Natália Queiroz
minha mãe, foi entrevistada em 1990 Esse texto foi
extraído do meu livro “memorias de um tempo fugaz”, Eis a entrevista:
P - onde a
senhora estava na véspera do ataque de Lampião a Mossoró? A senhora fugiu no
trem para Areia Branca?
N - Estava na casa do prefeito Rodolfo Fernandes, com um grupo de amigos e
familiares, todos curiosos com a evolução dos acontecimentos, pois o ataque de
Lampião a Mossoró poderia acontecer a qualquer momento. Sei bem que Júlio Maia
(um dos líderes da resistência e primo do prefeito), chegou e disse que nós
tínhamos que ir também para Areia Branca de trem. Continua Natália – os homens
estavam se organizando em trincheiras. O prefeito foi muito corajoso, decidido,
isso é que é a verdade, acho que fomos no último trem, já muito lotado. Foi uma
verdadeira folia. Eu era muito jovem, claro que estava com medo, mas naquela
idade tudo era aventura. Eu ainda não conhecia João Almino. Passamos três dias
em Areia Branca. Era tanto boato! As informações eram desencontradas, mas
voltamos no primeiro trem.

════════

O que fazer:
1. De acordo com a entrevista, onde Natália estava na véspera do ataque de Lampião a Mossoró?
2. Copie sem nenhuma alteração tudo o que vai do início dos registros até a linha que contém "task: trace the outline of every instance of the white", incluindo essa linha.

════════

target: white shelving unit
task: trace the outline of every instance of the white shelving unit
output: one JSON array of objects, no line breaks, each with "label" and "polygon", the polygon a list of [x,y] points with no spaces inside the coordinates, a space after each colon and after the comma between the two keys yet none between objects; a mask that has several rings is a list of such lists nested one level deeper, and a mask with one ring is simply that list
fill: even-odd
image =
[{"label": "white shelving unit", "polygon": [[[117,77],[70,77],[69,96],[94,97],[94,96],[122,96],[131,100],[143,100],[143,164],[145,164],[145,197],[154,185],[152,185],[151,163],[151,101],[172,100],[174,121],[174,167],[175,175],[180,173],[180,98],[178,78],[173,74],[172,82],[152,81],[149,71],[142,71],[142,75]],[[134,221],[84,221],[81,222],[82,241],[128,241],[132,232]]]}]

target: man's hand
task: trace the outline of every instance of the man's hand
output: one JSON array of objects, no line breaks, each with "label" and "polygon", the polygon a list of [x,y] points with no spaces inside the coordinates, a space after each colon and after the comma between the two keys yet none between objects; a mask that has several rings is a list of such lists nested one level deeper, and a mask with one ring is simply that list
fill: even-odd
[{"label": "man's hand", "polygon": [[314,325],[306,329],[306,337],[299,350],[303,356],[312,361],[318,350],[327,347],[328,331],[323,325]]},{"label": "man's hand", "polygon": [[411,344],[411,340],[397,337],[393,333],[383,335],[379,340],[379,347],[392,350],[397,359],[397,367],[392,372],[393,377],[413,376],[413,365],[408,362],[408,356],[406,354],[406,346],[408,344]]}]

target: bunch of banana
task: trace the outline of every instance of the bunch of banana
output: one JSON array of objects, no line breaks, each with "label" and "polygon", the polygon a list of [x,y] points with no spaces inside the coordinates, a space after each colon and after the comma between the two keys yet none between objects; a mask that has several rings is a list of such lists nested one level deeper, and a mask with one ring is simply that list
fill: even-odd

════════

Respostas:
1. Na casa do prefeito Rodolfo Fernandes.

2.
target: white shelving unit
task: trace the outline of every instance of the white shelving unit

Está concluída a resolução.